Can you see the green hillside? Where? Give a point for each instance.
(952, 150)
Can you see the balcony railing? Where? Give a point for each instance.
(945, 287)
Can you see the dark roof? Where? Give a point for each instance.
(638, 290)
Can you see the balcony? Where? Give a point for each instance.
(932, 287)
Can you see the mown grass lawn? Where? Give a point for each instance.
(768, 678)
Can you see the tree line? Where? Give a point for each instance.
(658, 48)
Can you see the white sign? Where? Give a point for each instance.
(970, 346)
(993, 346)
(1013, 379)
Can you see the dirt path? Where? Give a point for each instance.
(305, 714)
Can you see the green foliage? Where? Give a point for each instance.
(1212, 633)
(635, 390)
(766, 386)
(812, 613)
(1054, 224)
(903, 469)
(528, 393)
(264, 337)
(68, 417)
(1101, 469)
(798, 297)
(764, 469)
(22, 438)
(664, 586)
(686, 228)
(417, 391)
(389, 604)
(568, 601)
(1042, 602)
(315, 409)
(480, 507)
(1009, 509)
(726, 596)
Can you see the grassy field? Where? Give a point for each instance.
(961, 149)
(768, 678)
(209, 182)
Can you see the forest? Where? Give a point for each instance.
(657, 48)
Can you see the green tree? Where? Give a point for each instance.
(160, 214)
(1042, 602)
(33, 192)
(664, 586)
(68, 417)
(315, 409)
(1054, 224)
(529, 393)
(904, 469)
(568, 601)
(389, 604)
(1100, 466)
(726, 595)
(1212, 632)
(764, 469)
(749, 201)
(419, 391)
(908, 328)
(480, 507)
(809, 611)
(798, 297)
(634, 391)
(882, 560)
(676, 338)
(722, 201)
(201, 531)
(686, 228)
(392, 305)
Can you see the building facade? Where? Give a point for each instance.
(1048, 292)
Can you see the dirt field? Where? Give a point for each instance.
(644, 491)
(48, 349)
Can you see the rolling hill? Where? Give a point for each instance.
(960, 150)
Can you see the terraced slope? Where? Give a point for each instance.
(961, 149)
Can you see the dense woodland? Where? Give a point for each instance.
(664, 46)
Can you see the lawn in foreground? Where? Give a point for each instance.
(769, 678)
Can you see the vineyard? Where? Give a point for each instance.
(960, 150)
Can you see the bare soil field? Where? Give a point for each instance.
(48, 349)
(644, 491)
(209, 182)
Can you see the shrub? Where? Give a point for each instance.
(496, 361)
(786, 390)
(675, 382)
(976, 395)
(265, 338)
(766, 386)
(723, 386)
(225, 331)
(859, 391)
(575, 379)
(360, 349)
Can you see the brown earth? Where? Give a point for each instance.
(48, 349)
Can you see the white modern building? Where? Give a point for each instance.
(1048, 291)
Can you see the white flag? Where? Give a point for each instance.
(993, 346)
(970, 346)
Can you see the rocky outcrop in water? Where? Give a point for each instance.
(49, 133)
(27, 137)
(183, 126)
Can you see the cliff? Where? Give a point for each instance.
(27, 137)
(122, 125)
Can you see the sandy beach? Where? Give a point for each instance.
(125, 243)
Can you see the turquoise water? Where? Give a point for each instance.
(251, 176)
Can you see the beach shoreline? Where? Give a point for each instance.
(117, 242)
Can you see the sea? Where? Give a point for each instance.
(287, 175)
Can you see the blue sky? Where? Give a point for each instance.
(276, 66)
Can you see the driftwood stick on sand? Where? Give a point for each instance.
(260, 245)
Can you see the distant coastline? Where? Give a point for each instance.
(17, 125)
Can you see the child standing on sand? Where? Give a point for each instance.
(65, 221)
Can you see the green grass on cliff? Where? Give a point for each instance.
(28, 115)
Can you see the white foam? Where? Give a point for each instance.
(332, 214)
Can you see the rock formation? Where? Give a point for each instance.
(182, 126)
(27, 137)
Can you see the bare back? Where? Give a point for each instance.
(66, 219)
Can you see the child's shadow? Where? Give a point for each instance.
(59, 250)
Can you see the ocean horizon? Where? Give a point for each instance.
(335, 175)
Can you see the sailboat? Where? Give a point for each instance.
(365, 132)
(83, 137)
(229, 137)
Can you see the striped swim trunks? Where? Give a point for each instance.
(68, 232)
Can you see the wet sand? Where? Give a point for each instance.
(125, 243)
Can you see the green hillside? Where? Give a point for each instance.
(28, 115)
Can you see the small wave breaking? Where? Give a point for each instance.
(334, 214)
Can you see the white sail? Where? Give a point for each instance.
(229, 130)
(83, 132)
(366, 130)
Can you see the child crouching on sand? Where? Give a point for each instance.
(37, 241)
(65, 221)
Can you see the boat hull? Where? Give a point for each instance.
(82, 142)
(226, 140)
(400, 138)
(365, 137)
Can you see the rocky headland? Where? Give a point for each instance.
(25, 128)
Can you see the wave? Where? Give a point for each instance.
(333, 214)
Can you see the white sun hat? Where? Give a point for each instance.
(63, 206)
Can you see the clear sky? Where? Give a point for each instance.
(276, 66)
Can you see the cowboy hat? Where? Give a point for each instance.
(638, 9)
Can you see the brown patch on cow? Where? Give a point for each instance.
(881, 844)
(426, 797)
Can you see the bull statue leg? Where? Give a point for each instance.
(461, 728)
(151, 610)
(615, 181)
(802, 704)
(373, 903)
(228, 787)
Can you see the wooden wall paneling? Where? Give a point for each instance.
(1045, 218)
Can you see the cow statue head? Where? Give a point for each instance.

⁂

[What needs to be done]: Rescale the part of the records that opens with the line containing "Can you see the distant" and closes with the last line of the records, both ends included. Repeat every line in that part, requests included, with each point coordinate multiplied by 0.9 and rounded to a whole number (halves round up), and give nothing else.

[Answer below]:
Can you see the distant coastline? Where? Give a point for each instance.
(15, 113)
Can you see the child standing on sand? Where? Give a point for each instance.
(59, 199)
Can you see the green grass on cliff? Where? Give a point for each instance.
(25, 104)
Can you see the white foam? Where? Give a point for each instance.
(299, 193)
Can you see the rock formation? Where? Give a point for each instance.
(164, 113)
(24, 123)
Can you see the bare back? Where? Give a point for each instance.
(59, 197)
Can you see the child's shadow? Where? Give a point for each instance.
(53, 225)
Can you see the ocean horizon? Where? Give a point for each instance.
(302, 158)
Can you see the sailboat? Where? Give a point for each instance.
(329, 119)
(75, 123)
(206, 123)
Can you see the striped swim trunks? Where? Give a point for each instance.
(61, 209)
Can you see the wet sand? Where? Give a point for each instance.
(113, 219)
Can you see the green hillside? Where? Give a point for each instance.
(25, 104)
Can you see the small wave breaking? Where? Give a point for each instance.
(301, 193)
Can you see the white sail? Where? Give a point for each instance.
(206, 117)
(75, 119)
(329, 117)
Can you see the child crouching on sand? Where? Give a point for each instance.
(33, 217)
(59, 199)
Can you see the boat hull? Where? Give a point for each instance.
(74, 128)
(203, 126)
(360, 124)
(329, 123)
Can you see the rocky headland? Where? Give a point for each instance.
(23, 115)
Can you see the wave? Where? Give a point for each instance.
(300, 193)
Can you see the white sun hat? Where? Give a point for each instance.
(57, 185)
Can you see the clear sky? Where? Give a point for each instance.
(248, 59)
Can you see the cowboy hat? Where? Give a point for each instance.
(574, 8)
Can you see the brown patch on cow? Where? Give a point for each instance.
(793, 760)
(383, 717)
Can you see the bull statue leg? Where? Give a point for each instance.
(415, 655)
(136, 549)
(554, 163)
(722, 634)
(336, 813)
(205, 708)
Can you see the wooden wall paneling? Where? Give a point for each instance.
(941, 196)
Can you see the cow statue head? Where? Give a point for each instance.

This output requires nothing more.